* [EXERCISE 1] Copy the rows below word for word, starting at the line that contains "If you could mark the vegetation" and continuing through the last of the rows.

* [PAGE TEXT]
#####
How to make skill development enjoyable

By Nathan MPublished 4 years ago 3 min read
Photo by Nicollazzi Xiong on Pexels

There are so many times where there are these skills that we want to obtain. Something we want to get better at. It could be coding, a sport like soccer, writing, any skill that we typically enjoy.

So, we set goals. Deadlines. We take courses. We work on projects. In the beginning, everything is flowing smoothly. We’re getting better and we’re enjoying it. But that doesn’t last long.

Soon into the process, we start getting bored. We don’t enjoy the courses or the projects anymore. It’s getting painful. We start dreading it. Meanwhile, because of this emotional battle, our growth decreases. We’re not learning as much as we used to. Learning has become tiring.

I recently found myself face this exact dilemma. I had grown fond of marketing and so I set a goal for myself to get better at website design, an aspect of marketing. The first few days went well. I was building a website for my Church as it needed a new look, and everything was flowing well. I was also learning HTML and JavaScript on the side.
#####
* [DATASET ENTRIES]
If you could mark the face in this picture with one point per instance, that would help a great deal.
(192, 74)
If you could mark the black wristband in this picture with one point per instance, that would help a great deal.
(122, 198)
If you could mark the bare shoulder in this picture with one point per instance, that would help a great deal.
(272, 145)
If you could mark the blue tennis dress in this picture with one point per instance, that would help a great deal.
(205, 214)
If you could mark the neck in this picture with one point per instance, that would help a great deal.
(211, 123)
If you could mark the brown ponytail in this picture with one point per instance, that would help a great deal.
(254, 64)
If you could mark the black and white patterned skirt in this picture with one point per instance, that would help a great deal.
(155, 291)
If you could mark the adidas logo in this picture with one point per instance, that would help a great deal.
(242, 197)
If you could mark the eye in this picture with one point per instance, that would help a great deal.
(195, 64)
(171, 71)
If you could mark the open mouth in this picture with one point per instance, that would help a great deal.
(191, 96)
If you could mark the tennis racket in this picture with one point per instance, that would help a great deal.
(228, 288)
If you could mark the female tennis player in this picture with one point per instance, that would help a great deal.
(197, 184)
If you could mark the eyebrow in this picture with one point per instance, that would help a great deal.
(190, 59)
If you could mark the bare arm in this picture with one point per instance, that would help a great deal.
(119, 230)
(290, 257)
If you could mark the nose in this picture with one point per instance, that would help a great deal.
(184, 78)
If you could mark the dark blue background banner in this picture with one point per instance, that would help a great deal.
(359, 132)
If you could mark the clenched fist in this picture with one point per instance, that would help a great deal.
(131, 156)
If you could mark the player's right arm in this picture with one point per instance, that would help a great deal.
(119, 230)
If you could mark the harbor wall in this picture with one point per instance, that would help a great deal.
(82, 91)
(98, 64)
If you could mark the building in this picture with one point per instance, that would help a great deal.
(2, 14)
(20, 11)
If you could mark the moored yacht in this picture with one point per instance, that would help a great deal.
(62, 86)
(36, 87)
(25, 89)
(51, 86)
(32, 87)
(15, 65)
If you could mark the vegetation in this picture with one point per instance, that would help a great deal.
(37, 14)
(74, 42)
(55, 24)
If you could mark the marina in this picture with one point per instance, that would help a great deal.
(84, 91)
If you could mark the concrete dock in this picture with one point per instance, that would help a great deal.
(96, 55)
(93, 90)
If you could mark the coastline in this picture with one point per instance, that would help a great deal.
#####
* [EXERCISE 2] Rewrite the part of the skill development text that begins at the words "Soon into the" and ends after "has become tiring.", replacing "emotional battle" with "inner struggle".

* [ANSWER 1]
If you could mark the vegetation in this picture with one point per instance, that would help a great deal.
(37, 14)
(74, 42)
(55, 24)
If you could mark the marina in this picture with one point per instance, that would help a great deal.
(84, 91)
If you could mark the concrete dock in this picture with one point per instance, that would help a great deal.
(96, 55)
(93, 90)
If you could mark the coastline in this picture with one point per instance, that would help a great deal.

* [ANSWER 2]
Soon into the process, we start getting bored. We don’t enjoy the courses or the projects anymore. It’s getting painful. We start dreading it. Meanwhile, because of this inner struggle, our growth decreases. We’re not learning as much as we used to. Learning has become tiring.